Selected passage

○ ○ ○ ○ ○

First Employee in New York

Even if your company already has employees in other U.S. states, New York has its own specific requirements. If you have an employee based in New York, you probably have to satisfy most of these to avoid potential liability.

Insurance

This includes obtaining the disability insurance coverage mentioned above. Whereas most states require workers’ compensation insurance, New York is one of only five states that require this coverage. It provides partial compensation for employees unable to work based on a non-work illness/injury. (California, Hawaii, New Jersey, and Rhode Island have similar requirements.)

Wages

New York also has specific wage notice requirements. Basically, each employee in New York must receive written notice of certain information about their employer and their compensation. The employee must sign and return a copy, and the employer must retain the copy in its files. Moreover, if the employee’s primary language is one other than English, the notice may have to be provided in that language. Finally, changes in compensation or company information may require employers to give employees new notices. I have discussed New York’s wage notice requirements in more detail here.

Upon hiring an employee in New York, you must also notify the state that you have done so. More information about that requirement/process can be found here.

○ ○ ○ ○ ○

Task requirements
A - Copy word for word the section of the text on hiring a first employee in New York that opens with the words containing "Even if your" and closes with "have similar requirements.)".
B - Continue the text on hiring a first employee in New York, starting right after its final sentence.

○ ○ ○ ○ ○

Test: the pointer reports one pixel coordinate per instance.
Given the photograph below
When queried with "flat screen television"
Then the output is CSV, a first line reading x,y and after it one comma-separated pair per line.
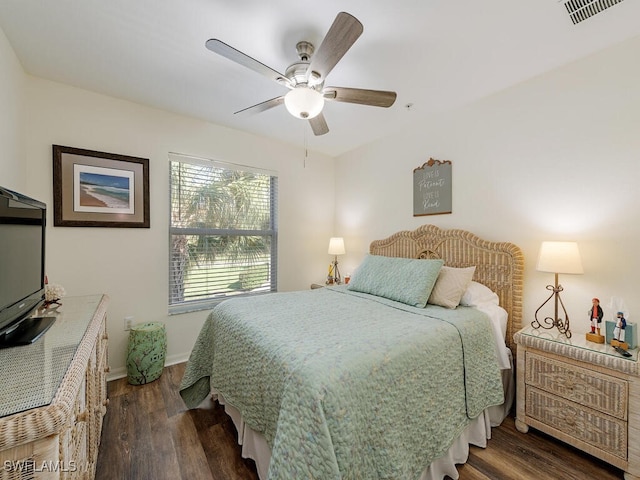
x,y
22,274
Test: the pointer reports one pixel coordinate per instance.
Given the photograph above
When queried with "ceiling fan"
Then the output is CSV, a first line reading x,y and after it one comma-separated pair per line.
x,y
305,78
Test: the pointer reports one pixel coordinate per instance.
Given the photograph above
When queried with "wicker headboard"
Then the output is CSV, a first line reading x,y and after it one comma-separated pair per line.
x,y
499,265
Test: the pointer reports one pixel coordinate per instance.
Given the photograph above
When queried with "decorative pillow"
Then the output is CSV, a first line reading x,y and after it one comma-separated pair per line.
x,y
450,286
404,280
477,294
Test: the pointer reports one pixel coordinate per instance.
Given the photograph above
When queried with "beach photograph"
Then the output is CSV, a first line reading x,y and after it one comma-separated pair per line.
x,y
103,190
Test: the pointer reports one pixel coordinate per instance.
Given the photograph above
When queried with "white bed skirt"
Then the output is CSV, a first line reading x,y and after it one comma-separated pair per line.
x,y
255,446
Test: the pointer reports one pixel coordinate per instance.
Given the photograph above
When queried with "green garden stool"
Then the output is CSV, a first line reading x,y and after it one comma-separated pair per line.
x,y
146,352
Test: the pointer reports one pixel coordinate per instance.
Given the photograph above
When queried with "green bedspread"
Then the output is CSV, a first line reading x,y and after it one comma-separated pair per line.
x,y
346,385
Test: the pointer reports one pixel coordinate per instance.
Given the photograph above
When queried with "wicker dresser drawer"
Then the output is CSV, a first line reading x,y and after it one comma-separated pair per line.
x,y
604,432
586,387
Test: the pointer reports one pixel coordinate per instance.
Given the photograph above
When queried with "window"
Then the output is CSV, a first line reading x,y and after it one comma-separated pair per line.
x,y
223,233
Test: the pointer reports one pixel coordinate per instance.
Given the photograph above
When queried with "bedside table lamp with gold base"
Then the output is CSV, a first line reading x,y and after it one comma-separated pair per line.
x,y
336,247
557,257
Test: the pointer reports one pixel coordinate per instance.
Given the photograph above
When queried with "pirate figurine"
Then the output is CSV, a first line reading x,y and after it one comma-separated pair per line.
x,y
595,317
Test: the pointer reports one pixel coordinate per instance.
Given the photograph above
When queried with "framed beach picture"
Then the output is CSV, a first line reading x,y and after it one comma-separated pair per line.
x,y
99,189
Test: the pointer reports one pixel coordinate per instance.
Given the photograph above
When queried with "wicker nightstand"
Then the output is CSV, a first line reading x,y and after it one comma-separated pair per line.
x,y
582,393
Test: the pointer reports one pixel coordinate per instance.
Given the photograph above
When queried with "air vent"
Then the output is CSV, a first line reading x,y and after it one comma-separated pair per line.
x,y
580,10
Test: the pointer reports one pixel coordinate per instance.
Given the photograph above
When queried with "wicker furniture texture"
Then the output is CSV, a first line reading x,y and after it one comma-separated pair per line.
x,y
499,265
584,394
60,439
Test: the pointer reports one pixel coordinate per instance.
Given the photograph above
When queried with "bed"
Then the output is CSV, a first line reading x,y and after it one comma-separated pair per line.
x,y
352,382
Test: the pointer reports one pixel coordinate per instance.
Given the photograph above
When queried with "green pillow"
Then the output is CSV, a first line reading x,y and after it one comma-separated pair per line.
x,y
405,280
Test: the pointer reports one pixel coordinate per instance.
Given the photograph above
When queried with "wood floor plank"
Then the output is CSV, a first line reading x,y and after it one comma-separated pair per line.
x,y
149,433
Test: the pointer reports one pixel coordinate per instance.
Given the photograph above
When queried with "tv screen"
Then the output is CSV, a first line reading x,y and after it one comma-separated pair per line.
x,y
22,248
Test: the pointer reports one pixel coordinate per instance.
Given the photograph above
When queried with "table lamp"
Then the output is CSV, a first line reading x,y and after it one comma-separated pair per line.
x,y
336,247
556,258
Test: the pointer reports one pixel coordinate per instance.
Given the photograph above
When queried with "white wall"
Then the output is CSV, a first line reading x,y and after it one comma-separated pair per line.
x,y
131,265
554,158
12,166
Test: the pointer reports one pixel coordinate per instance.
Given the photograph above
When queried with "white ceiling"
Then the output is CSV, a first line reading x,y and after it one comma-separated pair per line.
x,y
436,54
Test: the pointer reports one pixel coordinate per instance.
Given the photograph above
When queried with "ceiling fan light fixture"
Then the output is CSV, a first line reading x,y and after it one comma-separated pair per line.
x,y
304,102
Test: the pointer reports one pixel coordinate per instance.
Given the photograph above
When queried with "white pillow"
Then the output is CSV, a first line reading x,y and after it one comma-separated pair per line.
x,y
477,294
450,285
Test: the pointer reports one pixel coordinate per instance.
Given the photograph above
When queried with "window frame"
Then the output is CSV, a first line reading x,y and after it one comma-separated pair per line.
x,y
272,232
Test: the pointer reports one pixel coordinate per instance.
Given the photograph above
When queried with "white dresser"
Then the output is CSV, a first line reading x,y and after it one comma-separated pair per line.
x,y
53,396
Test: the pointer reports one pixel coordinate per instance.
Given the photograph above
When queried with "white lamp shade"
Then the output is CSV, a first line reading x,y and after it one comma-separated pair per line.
x,y
304,102
336,246
559,257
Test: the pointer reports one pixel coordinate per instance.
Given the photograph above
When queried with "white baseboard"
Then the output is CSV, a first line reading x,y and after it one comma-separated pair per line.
x,y
121,372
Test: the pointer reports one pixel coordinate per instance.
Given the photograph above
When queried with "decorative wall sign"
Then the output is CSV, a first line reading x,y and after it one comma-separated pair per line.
x,y
98,189
432,188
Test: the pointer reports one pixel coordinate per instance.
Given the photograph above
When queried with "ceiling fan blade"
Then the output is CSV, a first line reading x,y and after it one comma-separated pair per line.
x,y
319,125
261,107
374,98
343,33
227,51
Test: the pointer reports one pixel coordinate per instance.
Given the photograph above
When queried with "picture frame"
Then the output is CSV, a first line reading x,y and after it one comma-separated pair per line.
x,y
432,188
99,189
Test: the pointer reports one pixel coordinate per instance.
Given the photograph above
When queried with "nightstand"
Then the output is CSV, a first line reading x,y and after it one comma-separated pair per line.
x,y
583,393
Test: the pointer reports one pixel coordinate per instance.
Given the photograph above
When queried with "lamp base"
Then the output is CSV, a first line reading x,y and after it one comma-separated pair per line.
x,y
555,322
595,338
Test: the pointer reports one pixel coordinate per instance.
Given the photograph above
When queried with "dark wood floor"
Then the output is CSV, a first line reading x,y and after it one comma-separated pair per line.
x,y
149,434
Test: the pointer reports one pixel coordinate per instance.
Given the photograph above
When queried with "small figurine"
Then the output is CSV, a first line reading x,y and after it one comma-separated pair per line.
x,y
595,317
619,331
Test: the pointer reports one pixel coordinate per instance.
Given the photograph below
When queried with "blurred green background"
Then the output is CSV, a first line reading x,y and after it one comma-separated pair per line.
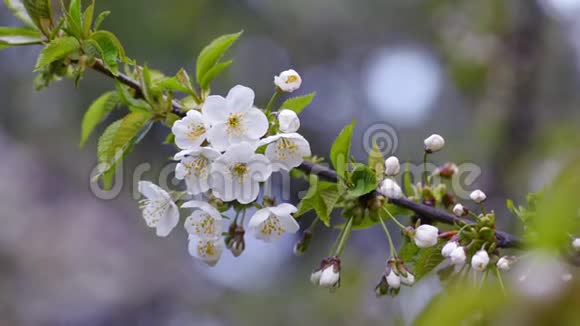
x,y
498,79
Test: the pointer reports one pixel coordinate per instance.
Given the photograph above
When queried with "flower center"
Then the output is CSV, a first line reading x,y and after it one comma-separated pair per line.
x,y
198,166
205,225
234,124
284,148
291,79
272,226
195,131
240,170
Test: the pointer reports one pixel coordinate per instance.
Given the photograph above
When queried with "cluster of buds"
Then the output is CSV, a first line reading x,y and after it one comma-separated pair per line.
x,y
328,274
395,274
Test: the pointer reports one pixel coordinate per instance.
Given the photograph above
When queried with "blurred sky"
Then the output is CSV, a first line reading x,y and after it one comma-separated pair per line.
x,y
414,66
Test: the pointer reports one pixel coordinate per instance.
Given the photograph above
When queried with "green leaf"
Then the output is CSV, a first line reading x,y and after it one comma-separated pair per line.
x,y
213,73
96,112
322,197
363,180
110,51
376,159
340,151
40,11
57,49
19,36
212,53
18,9
88,17
299,103
100,18
118,138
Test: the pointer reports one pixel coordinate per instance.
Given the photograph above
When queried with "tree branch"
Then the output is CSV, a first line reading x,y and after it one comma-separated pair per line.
x,y
505,240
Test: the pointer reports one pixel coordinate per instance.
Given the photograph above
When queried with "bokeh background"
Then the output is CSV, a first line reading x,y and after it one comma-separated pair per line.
x,y
498,79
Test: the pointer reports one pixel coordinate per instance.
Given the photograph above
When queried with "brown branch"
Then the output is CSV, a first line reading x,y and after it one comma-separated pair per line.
x,y
505,240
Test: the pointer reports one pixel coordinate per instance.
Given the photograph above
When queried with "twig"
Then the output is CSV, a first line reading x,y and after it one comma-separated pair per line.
x,y
505,240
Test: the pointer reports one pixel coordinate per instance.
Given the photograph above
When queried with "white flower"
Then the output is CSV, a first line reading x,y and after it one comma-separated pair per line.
x,y
390,189
194,168
393,280
480,260
234,119
205,222
236,174
159,210
271,222
408,280
478,196
288,120
315,277
458,210
190,132
207,250
576,244
458,256
392,166
288,81
426,236
286,151
434,143
504,263
448,248
330,276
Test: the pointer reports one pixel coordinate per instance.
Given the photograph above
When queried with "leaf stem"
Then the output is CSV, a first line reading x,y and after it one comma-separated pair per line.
x,y
391,244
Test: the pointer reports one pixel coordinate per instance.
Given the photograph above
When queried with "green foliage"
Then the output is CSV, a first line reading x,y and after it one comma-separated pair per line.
x,y
18,9
322,197
211,55
10,36
340,151
363,180
299,103
40,12
57,49
96,112
117,139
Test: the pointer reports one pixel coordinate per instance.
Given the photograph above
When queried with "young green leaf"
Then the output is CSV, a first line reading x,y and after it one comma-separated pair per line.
x,y
340,151
212,53
18,9
363,180
57,49
40,11
376,159
96,112
118,138
299,103
213,73
19,36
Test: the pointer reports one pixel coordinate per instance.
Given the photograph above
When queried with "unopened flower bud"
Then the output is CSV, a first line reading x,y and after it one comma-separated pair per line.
x,y
478,196
288,81
390,189
301,246
447,171
457,256
459,210
505,263
288,120
426,236
392,166
448,248
434,143
480,260
576,244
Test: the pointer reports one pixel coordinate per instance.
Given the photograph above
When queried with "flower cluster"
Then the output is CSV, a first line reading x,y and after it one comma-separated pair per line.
x,y
229,148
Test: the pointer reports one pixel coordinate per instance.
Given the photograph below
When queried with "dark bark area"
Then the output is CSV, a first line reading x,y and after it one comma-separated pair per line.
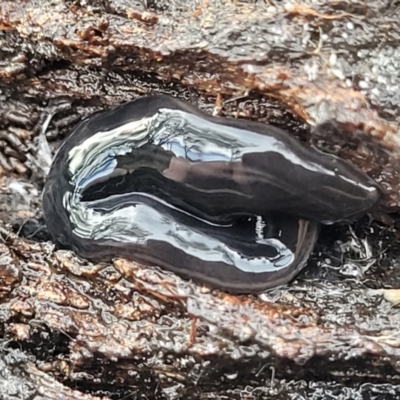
x,y
328,73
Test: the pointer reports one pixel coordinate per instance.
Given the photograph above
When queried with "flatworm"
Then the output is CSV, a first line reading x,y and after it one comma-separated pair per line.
x,y
231,203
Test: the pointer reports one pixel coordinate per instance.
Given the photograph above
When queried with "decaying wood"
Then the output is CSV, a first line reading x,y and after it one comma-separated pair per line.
x,y
125,331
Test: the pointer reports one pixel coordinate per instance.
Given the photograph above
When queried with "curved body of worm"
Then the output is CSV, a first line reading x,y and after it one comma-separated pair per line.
x,y
231,203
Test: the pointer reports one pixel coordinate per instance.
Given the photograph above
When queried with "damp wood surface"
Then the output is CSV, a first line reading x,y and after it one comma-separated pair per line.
x,y
326,71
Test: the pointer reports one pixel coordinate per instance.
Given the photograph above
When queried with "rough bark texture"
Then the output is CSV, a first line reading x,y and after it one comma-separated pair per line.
x,y
73,330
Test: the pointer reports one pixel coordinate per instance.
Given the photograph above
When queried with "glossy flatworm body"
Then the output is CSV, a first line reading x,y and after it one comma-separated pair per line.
x,y
232,203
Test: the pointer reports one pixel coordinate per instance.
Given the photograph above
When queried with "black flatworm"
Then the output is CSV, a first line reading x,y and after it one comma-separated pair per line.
x,y
232,203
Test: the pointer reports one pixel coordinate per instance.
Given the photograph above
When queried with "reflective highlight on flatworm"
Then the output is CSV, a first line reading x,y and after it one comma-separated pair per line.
x,y
231,203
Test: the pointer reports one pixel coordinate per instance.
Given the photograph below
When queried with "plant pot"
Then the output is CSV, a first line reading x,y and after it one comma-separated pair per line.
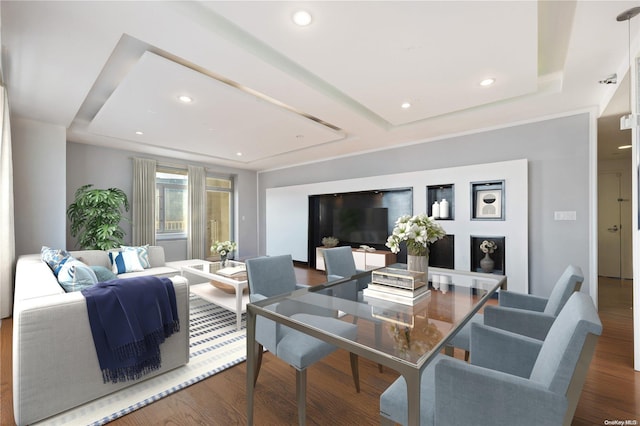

○ ○ ○ ○ ○

Exercise responses
A -
Even if your company already has employees in other U.S. states, New York has its own specific requirements. If you have an employee based in New York, you probably have to satisfy most of these to avoid potential liability.

Insurance

This includes obtaining the disability insurance coverage mentioned above. Whereas most states require workers’ compensation insurance, New York is one of only five states that require this coverage. It provides partial compensation for employees unable to work based on a non-work illness/injury. (California, Hawaii, New Jersey, and Rhode Island have similar requirements.)

B -
Policies

In the past couple of years, New York has also add written employee policy requirements for the first time. All employers must provide every employee with a copy of a written sexual harassment prevention policy and a paid family leave policy. New York employers must also provide annual sexual harassment prevention training to all employees. New hires must receive a copy of the sexual harassment training materials at the time of hire.

There are some requirements that depend more specifically on where within New York the employee works. Most of these relate to employees in New York City. For example, New York City has a paid sick leave law that requires employers to notify employees of their sick leave rights.

First Employee in the United States

There are some requirements that will apply to all employees in the United States, whether in New York or another state.

Employers must obtain and retain a completed I-9 form for each employee hired after November 6, 1986. This form confirms the individual’s eligibility to work in the United States. In addition to providing information on the form, employees must show documentation establishing their right to work. This may include drivers’ licenses, passports, social security cards, visas, etc. Allowing an employee to work without completing the form in the first 3 days of employment creates significant legal exposure under U.S. immigration laws.

Employees should also complete a W-4 form to enable the employer to make appropriate tax deductions from their compensation. Many states also impose income taxes, and may have their own employee withholding form. For example, New York’s IT-2104 form is available here. Failure to properly deduct income taxes can create problems for both the employer and the employee.

Finally, the Fair Labor Standards Act establishes both a minimum wage (currently $7.25 per hour) and overtime requirements (generally time and half pay for hours worked beyond 40 in a week). Many states, including New York, have similar laws that may impose higher wage requirements (as is currently the case in New York). Some employees, however, are exempt from minimum wage and/or overtime pay requirements. Be sure you know how these (extremely complicated) laws affect your employee(s) before bringing them on board.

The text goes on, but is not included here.